▸ **Rows**:
------------------------------------------------------------------------

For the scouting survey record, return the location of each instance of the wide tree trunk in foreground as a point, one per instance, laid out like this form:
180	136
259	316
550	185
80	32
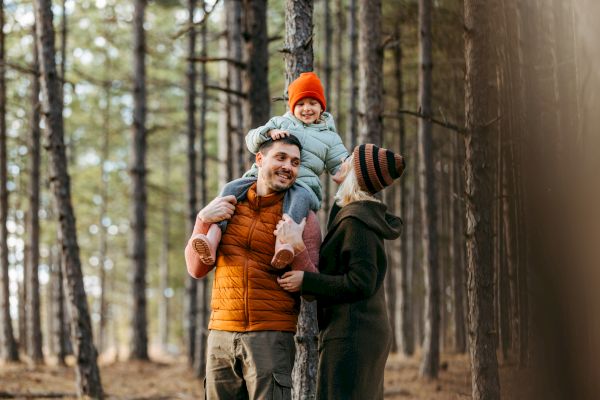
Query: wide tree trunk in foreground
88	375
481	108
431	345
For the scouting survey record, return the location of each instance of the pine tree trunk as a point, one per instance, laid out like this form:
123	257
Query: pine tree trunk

------------------------------------------------------------------------

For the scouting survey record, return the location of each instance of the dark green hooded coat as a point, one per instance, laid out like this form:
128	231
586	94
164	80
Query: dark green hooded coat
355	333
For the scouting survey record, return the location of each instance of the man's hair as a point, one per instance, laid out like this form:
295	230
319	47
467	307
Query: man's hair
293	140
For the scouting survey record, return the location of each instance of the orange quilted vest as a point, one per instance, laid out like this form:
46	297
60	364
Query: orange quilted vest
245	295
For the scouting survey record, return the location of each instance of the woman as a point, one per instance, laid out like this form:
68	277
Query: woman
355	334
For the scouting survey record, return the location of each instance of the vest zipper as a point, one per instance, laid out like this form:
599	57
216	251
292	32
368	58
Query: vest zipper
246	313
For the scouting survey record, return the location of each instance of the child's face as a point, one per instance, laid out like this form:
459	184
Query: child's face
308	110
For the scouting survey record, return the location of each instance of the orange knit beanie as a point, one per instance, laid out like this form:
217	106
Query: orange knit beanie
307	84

------------------------------------------------------------------------

Copy out the rows above word for word, beginning at the line that has "of the wide" and stopping after the line that has "Query: pine tree trunk". Leave the pictures out of your copy.

For the scouting survey record, return the location of each instance of the wide tree trunk in foreground as a point, one per instance, laid out like this form:
180	136
259	316
550	185
80	32
Query: wide tree trunk in foreground
88	375
481	108
431	345
For the scouting survey record, return the location of each instance of the pine tree trunk as a point, one per instance, laid out like this form:
123	257
Query: pine tree trunk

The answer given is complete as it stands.